# Auszug

+-------+

Vielleicht hast du ja noch ne Idee, wie man die 2 funktionen um ein paar sachen erweitern kann?

Zum einen sobald ein neuer Node eröffnet wird, werden nur die Textfelder zurück gesetzt. Wie kann ich es schaffen, das alles komplett zurück gesetzt wird?

Das ist die eine Sache die mich brennend interessiert und das andere ist, vielleicht auch recht einfach zu lösen.

Kann man die Werte die in die Felder eingetragen werden, sofort berechnen und in einem anderen Feld des Nodes ausgeben?

Also wenn ich jetzt das Textfeld mgb[] *rh[] berechne, dann ist das das Ergebnis von epw[].

Hast du da vielleicht auch ne Idee ?

Ich danke dir... Super vielen Dank

mfg
Dreambaser


----------



## Quaese (22. Januar 2009)

Hi,

ich würde für die Berechnung ähnlich vorgehen wie beim Aktivieren/Deaktivieren der Selectfelder.

+-------+

Einträge aus einem Datensatz:
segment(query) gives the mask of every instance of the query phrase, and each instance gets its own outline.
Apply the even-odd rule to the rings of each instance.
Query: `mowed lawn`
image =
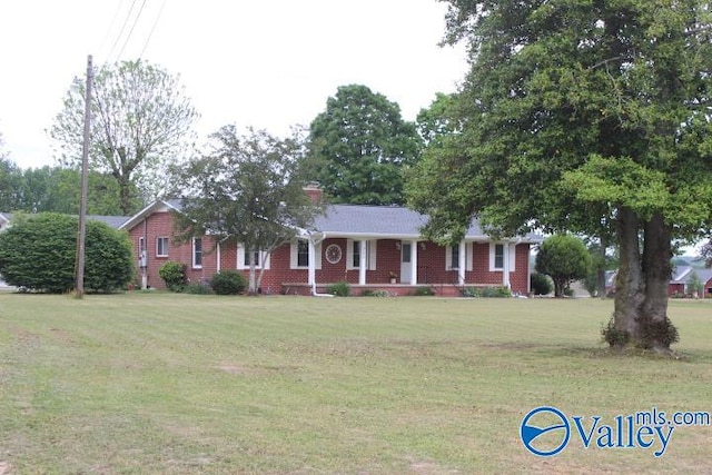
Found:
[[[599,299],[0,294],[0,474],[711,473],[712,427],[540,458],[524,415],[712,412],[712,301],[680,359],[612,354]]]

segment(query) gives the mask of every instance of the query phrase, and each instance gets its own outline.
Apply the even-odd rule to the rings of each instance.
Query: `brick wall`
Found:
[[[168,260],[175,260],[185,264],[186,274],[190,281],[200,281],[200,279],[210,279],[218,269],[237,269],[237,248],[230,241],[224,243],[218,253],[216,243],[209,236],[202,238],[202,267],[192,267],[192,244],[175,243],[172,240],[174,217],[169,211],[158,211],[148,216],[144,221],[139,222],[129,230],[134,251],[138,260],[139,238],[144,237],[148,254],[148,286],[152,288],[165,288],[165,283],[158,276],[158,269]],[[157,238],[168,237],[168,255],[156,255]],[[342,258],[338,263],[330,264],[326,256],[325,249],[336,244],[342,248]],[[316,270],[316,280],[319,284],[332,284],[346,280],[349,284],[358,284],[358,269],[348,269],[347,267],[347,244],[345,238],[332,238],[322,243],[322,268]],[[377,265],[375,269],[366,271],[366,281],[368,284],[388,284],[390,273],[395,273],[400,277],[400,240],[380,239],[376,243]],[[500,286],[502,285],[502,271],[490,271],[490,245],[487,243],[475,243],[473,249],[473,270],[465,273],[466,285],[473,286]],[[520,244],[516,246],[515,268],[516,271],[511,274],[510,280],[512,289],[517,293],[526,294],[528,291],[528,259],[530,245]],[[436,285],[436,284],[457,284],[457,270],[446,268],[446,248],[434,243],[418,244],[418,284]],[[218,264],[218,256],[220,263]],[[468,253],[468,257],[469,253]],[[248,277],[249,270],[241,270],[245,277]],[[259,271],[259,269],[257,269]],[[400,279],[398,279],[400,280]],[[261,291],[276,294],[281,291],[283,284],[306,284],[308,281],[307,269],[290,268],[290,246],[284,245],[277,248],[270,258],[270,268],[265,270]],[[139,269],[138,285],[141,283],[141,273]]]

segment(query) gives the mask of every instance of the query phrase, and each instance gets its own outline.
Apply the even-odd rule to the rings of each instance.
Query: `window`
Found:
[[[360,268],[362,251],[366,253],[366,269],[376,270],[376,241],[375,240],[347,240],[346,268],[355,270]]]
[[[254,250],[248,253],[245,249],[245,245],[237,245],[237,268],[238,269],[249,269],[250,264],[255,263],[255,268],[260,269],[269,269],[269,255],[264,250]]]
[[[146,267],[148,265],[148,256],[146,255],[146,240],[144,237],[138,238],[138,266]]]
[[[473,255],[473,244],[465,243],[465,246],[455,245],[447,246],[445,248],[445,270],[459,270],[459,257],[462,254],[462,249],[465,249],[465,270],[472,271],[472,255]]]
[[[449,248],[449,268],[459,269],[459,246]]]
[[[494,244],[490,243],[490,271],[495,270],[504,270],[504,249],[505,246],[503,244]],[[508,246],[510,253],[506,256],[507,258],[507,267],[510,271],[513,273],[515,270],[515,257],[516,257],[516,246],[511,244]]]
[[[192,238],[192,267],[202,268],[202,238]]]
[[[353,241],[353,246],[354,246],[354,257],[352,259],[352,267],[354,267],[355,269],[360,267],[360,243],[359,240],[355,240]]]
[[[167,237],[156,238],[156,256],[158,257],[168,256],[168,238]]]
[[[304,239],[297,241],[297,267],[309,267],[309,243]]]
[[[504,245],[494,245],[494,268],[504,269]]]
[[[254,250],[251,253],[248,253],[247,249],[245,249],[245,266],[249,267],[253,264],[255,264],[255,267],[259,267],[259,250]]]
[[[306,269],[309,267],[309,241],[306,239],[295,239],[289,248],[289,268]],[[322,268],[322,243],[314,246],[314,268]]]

+-------+

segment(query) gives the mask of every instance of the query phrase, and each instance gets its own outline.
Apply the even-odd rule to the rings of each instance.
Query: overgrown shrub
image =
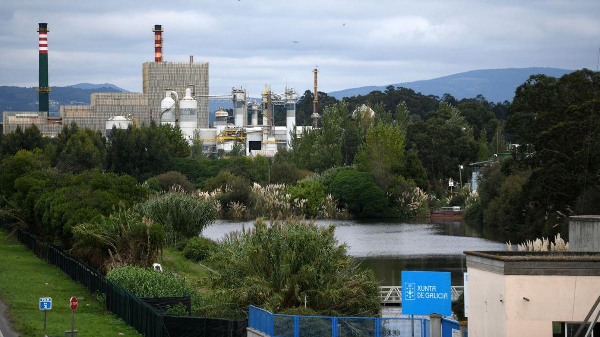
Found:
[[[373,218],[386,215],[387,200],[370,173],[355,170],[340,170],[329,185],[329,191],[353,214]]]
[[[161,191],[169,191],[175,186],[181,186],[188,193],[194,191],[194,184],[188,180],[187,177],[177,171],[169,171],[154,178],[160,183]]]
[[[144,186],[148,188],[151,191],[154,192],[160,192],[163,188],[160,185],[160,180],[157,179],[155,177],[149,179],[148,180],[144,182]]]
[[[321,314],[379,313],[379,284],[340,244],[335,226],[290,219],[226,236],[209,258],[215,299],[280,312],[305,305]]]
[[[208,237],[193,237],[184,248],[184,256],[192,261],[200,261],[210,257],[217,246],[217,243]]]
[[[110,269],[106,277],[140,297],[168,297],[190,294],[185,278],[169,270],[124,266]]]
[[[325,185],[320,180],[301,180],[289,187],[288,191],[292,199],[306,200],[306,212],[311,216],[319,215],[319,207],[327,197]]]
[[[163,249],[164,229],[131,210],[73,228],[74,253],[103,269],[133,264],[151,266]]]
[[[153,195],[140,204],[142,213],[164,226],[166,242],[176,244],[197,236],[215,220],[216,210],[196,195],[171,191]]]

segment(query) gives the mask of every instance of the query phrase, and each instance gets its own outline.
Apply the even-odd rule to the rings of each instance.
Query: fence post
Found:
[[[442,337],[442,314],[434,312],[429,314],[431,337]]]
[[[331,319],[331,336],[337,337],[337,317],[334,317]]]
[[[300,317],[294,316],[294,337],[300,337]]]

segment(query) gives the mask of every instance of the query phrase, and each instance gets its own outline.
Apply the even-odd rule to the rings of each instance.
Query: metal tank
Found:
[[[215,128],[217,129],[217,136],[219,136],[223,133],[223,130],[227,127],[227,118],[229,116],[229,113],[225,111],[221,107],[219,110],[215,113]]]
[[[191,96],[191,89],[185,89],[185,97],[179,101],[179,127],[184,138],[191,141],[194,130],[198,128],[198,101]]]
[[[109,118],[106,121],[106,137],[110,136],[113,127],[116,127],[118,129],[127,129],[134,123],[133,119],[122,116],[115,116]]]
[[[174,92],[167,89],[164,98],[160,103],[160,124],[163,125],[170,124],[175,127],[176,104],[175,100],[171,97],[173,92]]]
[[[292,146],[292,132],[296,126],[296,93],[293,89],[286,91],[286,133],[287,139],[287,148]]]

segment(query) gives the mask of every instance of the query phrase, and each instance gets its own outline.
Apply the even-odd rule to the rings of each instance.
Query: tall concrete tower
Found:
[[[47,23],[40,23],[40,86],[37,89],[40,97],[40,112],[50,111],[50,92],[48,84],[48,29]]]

+-------+

# Aufgabe
Schreib aus dem Auszug Wort für Wort ab, und zwar von "Zum einen sobald" bis einschließlich "Ergebnis von epw[].". Die Einträge spielen hierfür keine Rolle.

# Erledigte Aufgabe
Zum einen sobald ein neuer Node eröffnet wird, werden nur die Textfelder zurück gesetzt. Wie kann ich es schaffen, das alles komplett zurück gesetzt wird?

Das ist die eine Sache die mich brennend interessiert und das andere ist, vielleicht auch recht einfach zu lösen.

Kann man die Werte die in die Felder eingetragen werden, sofort berechnen und in einem anderen Feld des Nodes ausgeben?

Also wenn ich jetzt das Textfeld mgb[] *rh[] berechne, dann ist das das Ergebnis von epw[].